■ How to complete this task: All of the entries should be returned without a single change.

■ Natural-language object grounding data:
↓↓↓

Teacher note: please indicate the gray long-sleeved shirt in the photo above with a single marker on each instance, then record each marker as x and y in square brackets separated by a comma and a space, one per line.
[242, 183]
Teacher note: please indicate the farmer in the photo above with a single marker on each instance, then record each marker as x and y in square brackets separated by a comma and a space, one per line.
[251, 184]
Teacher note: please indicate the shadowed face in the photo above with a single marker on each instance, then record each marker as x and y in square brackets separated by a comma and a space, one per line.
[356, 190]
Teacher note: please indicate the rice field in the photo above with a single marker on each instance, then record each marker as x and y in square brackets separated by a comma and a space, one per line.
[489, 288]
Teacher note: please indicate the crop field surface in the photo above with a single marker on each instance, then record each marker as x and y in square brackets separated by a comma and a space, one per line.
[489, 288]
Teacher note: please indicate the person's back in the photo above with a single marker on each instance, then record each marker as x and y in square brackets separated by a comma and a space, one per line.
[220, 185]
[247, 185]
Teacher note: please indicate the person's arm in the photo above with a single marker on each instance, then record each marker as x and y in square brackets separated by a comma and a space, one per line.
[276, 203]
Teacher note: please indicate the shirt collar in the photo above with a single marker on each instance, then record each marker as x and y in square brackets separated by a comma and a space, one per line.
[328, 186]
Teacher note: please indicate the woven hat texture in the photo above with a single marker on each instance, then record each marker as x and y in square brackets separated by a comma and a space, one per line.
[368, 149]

↑↑↑

■ Solution for this task:
Teacher note: please indicate the gray long-sleeved shirt in the photo above with a single marker on each instance, then record each marker as x and y in square brackets separated by a comma and a space, one per line.
[242, 183]
Teacher note: please indicate the farmer in the photo above with a single marker on each instance, then record each marker as x and y in square brackets separated by a comma and a space, one per line.
[251, 184]
Teacher note: please indicate the shadowed face in the photo above with a single marker on each instance, then record each marker as x and y in square brackets separated by a comma and a space, one per line.
[356, 190]
Teacher note: please indicate the rice field in the photo above with a single marker on each instance, then record each marker as x and y in square brackets separated by a comma and a space, one per line.
[489, 288]
Teacher note: please indicate the crop field surface in the photo above with a single marker on each instance, then record each marker as x and y in square brackets separated by a comma and a space, one per line.
[489, 288]
Teacher note: please indicate the person's back in the photo above with a single marker on each instance, then record each marker as x and y in square brackets separated by a comma and a space, one per line.
[220, 185]
[247, 185]
Teacher note: please indicate the person's arm in the photo above with a single marker on each instance, then record each marker as x and y in square brackets separated by a comma and a space, one per line.
[276, 203]
Teacher note: please indicate the shirt collar in the photo above with a single marker on each instance, then record each marker as x and y in square brackets separated by a comma and a space, one per line.
[328, 186]
Teacher note: please indicate the woven hat texture in the photo above with a single marker on each instance, then record each marker as x and y in square brackets separated by a comma and a space, one per line.
[368, 149]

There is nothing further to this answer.